Ethan : C’est à la fois stimulant et difficile. Ca peut être une source d’irritation constante, parce qu’il y a toujours quelque chose qui ne va pas…
Joel : Toujours. L’avantage de tourner à New York, c’est qu’il reste encore beaucoup d’architecture de l’époque et d’avant. Mais vous allez toujours rencontrer des anachronismes, même dans les plus petits détails. Donc ces détails doivent être effacés par la direction artistique, ou, et c’est de plus en plus fréquent, être traités en post production numérique.
Ethan : Même quelque chose d’aussi banal qu’une route de campagne pose des problèmes : le marquage au sol n’est plus le même. Les plans les plus simples deviennent compliqués à tourner.
Et ce road trip à Chicago, il lui sert à en apprendre plus sur lui-même ?
________________________________________
Consigne. Rédigez la suite de l'entretien avec Ethan et Joel ci-dessus, à partir de la question sur le road trip à Chicago.

Extrait de données.
________________________________________
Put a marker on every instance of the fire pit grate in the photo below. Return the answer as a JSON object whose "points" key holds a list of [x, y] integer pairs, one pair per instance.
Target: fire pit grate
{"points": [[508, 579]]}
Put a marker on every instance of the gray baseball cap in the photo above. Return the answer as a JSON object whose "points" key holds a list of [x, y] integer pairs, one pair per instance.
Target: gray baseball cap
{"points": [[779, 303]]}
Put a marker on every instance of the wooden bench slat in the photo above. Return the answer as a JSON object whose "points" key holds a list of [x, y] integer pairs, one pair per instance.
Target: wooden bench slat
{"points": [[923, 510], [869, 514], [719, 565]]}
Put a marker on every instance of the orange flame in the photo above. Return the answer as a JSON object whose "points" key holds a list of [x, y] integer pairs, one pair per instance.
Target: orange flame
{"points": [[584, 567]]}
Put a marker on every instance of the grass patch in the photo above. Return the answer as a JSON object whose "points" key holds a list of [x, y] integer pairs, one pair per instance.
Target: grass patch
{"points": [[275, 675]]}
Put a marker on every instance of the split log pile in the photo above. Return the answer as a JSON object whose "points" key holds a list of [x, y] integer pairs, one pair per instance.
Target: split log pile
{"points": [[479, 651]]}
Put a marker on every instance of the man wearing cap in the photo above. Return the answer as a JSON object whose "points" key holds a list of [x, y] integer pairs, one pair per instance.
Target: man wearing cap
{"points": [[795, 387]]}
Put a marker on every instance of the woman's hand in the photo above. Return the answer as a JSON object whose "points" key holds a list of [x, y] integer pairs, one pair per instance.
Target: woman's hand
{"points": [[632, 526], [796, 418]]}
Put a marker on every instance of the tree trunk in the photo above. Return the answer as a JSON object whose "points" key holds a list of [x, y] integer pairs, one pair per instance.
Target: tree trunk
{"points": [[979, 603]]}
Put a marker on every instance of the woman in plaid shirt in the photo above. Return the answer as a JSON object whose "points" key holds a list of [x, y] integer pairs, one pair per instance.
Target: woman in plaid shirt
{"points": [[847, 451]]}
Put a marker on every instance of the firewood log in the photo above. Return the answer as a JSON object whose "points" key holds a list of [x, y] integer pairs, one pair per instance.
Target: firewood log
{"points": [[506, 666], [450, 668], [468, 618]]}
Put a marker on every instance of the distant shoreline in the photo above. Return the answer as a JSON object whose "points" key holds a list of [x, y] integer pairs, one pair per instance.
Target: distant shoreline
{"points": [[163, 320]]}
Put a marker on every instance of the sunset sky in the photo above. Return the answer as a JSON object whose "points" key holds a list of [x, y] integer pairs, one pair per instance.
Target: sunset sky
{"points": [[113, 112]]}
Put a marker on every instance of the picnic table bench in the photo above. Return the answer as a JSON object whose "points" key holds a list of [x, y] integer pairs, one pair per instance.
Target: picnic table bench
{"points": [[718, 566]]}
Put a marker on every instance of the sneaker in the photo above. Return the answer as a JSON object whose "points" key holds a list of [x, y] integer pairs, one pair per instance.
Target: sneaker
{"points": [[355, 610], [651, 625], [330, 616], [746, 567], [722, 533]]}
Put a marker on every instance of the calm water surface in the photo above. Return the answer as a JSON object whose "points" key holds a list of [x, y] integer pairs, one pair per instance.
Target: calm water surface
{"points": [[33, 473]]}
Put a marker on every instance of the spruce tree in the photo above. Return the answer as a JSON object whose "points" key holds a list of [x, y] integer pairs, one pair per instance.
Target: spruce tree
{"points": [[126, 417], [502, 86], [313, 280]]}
________________________________________
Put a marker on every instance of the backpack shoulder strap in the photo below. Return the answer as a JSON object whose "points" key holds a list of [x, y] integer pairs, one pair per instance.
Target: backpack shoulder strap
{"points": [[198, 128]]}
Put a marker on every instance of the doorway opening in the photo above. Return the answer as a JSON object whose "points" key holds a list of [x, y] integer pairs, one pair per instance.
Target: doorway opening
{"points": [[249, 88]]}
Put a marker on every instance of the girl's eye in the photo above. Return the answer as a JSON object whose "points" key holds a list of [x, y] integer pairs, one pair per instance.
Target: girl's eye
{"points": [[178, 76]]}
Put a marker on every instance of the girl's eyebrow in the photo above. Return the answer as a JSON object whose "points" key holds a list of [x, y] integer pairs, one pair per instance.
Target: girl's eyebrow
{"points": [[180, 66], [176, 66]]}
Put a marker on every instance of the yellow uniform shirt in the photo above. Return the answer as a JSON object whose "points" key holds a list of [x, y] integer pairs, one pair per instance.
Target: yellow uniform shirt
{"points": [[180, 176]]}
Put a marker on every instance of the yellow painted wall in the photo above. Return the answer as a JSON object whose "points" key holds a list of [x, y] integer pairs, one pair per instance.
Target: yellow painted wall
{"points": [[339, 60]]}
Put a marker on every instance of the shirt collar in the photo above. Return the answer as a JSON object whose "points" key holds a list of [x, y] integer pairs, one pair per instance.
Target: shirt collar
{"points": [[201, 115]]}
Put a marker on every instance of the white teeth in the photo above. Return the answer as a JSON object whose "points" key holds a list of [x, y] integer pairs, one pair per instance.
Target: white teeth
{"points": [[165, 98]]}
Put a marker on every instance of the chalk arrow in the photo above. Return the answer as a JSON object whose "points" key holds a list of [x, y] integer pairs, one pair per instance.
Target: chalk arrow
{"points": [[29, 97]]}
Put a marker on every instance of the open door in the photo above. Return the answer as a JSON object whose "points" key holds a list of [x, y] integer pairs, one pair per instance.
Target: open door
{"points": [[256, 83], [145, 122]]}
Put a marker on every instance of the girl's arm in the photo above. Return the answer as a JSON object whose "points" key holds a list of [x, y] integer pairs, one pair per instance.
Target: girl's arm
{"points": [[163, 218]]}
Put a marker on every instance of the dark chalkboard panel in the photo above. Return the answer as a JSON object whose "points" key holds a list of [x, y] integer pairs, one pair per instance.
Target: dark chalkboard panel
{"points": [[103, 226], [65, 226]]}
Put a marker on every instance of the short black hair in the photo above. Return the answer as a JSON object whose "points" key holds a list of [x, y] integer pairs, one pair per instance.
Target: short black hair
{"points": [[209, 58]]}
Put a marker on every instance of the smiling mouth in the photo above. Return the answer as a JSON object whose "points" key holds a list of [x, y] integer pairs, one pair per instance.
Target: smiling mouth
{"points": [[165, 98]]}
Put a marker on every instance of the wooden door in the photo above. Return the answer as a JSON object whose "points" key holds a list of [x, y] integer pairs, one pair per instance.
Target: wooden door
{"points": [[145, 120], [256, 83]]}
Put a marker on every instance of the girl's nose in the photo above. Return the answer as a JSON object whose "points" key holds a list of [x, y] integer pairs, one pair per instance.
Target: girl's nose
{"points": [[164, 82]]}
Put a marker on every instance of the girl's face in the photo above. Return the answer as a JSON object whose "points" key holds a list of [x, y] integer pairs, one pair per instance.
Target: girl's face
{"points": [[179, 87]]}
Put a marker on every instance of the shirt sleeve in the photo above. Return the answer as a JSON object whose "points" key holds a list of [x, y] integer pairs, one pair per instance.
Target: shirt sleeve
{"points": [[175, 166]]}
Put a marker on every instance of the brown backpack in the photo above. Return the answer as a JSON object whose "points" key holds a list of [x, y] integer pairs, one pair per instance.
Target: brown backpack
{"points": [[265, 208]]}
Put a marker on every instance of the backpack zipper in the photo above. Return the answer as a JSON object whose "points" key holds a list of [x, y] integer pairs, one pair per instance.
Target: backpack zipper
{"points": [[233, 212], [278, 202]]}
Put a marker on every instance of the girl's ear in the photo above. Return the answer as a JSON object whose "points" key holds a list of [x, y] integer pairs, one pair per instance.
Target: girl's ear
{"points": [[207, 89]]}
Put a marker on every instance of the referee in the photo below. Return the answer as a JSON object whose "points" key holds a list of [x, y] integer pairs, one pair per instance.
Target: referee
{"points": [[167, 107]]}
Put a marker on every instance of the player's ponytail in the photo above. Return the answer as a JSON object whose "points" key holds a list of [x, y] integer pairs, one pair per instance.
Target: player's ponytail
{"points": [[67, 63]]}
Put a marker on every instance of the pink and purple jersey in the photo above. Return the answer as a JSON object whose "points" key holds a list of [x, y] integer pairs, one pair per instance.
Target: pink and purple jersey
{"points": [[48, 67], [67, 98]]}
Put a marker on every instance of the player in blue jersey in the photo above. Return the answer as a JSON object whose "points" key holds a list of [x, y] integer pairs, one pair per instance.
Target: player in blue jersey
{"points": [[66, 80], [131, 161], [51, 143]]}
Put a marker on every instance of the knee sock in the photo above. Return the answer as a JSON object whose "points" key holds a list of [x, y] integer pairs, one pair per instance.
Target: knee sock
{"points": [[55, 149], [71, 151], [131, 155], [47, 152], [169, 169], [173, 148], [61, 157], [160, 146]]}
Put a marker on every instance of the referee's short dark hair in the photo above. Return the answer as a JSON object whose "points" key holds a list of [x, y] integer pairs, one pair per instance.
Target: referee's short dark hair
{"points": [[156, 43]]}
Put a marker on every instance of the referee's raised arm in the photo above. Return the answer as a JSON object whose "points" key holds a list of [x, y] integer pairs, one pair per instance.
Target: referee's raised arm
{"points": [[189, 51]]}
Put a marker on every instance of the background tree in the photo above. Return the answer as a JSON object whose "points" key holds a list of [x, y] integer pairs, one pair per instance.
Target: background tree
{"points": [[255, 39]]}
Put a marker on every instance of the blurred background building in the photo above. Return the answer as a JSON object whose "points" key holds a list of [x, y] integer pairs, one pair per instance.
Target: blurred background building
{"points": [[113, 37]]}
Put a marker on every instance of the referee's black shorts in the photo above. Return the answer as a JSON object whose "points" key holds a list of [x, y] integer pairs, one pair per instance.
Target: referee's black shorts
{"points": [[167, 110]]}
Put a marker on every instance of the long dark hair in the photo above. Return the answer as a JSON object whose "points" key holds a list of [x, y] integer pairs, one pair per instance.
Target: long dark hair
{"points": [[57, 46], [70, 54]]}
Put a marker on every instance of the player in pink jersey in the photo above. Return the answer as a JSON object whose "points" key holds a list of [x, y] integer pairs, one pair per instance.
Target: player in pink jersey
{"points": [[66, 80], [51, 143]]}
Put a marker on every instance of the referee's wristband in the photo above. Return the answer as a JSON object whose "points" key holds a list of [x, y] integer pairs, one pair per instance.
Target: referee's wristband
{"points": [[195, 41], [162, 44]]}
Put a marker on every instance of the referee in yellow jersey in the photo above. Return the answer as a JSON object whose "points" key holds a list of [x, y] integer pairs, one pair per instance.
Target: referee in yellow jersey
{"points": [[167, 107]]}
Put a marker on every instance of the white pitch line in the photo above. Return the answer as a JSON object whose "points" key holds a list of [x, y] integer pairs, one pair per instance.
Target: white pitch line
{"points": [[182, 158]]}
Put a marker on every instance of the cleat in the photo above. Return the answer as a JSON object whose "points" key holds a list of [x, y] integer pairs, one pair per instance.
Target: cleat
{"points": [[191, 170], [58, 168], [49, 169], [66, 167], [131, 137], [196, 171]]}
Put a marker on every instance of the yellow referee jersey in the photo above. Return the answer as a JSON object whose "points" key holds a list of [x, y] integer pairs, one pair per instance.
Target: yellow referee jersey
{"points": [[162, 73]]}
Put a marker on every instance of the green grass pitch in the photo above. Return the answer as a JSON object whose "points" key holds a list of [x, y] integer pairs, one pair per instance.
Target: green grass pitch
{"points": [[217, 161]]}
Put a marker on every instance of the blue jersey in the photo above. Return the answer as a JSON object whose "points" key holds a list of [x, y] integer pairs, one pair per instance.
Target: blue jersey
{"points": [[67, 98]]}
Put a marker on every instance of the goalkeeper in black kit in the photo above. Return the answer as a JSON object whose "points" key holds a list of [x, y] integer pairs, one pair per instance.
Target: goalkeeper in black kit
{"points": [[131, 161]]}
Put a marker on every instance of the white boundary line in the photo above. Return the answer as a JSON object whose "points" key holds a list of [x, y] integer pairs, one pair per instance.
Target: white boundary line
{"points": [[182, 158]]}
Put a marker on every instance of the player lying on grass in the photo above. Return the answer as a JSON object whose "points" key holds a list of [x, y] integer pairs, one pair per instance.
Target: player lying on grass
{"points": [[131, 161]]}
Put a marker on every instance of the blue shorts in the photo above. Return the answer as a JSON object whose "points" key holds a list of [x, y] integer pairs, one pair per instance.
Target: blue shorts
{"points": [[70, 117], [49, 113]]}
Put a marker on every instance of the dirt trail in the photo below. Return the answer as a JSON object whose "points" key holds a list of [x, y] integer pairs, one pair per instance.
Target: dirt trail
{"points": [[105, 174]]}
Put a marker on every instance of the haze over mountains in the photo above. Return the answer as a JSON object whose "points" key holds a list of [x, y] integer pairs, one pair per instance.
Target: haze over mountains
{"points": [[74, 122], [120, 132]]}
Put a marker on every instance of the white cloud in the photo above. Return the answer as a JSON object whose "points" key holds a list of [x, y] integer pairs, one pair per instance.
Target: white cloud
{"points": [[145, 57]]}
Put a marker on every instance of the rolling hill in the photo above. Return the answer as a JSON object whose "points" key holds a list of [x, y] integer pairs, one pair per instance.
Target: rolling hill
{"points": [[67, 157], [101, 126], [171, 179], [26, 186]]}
________________________________________
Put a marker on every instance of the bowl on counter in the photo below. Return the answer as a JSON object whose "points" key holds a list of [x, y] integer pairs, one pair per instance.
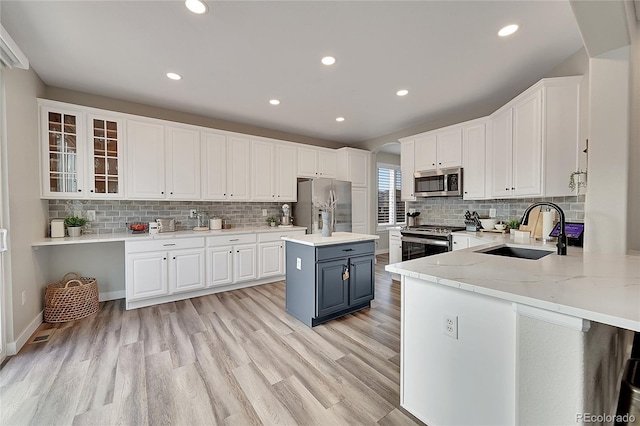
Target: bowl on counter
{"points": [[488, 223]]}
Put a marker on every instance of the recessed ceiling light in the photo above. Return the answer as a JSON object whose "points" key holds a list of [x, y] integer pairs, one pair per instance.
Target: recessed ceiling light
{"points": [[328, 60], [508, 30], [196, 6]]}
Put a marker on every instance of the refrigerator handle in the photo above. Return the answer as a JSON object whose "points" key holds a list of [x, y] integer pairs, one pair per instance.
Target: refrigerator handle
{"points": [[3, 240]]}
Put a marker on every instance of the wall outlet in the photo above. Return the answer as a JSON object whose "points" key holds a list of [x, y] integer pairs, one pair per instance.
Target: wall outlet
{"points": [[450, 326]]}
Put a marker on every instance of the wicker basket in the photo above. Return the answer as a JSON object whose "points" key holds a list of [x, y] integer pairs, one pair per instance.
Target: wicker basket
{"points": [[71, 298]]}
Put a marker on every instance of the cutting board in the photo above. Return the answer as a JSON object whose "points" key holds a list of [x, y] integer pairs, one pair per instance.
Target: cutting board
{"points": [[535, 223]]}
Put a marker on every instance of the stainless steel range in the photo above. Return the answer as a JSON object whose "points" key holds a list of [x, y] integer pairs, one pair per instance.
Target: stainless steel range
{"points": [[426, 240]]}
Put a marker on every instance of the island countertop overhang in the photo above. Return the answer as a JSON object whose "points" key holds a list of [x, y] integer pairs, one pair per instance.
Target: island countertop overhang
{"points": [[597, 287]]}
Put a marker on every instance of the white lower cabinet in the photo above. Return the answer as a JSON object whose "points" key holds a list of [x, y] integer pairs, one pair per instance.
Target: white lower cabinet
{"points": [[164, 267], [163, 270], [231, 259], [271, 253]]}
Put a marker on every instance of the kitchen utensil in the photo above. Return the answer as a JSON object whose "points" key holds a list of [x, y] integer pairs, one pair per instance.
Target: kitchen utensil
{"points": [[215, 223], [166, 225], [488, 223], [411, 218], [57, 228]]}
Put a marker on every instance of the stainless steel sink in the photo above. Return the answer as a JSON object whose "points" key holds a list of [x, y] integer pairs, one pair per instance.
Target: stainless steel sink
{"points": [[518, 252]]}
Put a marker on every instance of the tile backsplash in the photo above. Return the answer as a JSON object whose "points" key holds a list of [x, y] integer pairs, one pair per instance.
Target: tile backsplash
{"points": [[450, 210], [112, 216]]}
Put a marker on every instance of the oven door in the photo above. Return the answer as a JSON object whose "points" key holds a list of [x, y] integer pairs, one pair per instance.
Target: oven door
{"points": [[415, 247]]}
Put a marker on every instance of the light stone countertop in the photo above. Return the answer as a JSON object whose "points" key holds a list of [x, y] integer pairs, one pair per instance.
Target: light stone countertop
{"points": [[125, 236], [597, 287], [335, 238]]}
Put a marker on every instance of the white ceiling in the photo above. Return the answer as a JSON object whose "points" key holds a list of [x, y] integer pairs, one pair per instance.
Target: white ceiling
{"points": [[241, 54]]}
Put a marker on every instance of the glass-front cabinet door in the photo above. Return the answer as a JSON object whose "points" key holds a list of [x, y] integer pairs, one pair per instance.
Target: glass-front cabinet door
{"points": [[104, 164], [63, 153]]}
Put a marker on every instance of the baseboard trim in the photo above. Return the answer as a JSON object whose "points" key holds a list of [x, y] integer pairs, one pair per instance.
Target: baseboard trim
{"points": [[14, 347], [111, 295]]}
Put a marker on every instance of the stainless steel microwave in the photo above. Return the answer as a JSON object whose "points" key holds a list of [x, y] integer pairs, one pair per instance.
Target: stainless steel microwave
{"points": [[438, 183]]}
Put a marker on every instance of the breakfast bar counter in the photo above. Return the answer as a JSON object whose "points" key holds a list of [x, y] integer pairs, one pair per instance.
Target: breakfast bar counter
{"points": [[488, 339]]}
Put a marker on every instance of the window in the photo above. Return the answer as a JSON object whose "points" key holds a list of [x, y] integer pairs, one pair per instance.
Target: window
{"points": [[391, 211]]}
________________________________________
Réponse.
Joel : Ce road trip illustre bien la façon dont on a mélangé fiction et réalité. Dans un livre sur Dave Van Ronk, il est question d’un voyage à Chicago, ce qui nous a incités à inclure un tel voyage dans le film. Nous avons senti que l’histoire avait besoin d’une ouverture à ce moment. Le film a très peu d’intrigue, il est articulé autour d’un seul personnage, il fallait trouver des respirations, et le road trip y participe. Comme le chat.
Ethan : En plus, aller rendre visite au personnage de Murray était pour lui une bonne occasion de connaître un nouvel échec. Il a échoué à New York, donc il fallait lui donner l’occasion d’échouer à Chicago ! Ha ha.